(Pointing entries for labeled objects)
________________

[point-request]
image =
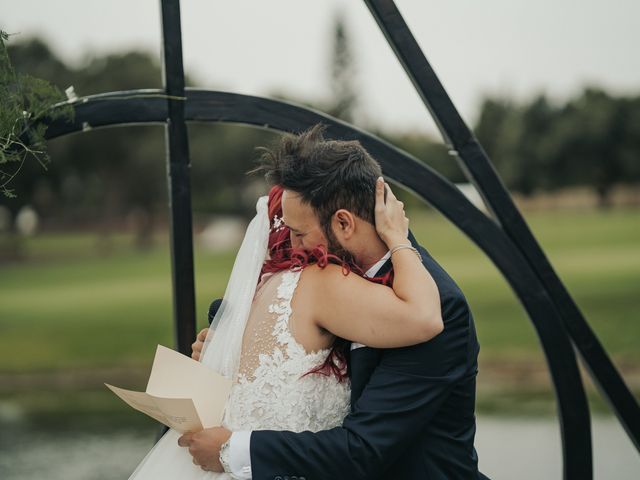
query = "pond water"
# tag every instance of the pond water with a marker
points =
(508, 449)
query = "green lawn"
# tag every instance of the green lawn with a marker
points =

________________

Task requirements =
Reproduce the listing above word for word, omitting the pictures.

Task answer =
[point-request]
image =
query = "pond water"
# tag every instance of the pond water with a marker
points =
(508, 449)
query = "green lawn"
# tag every instance of the green lawn with a marker
points =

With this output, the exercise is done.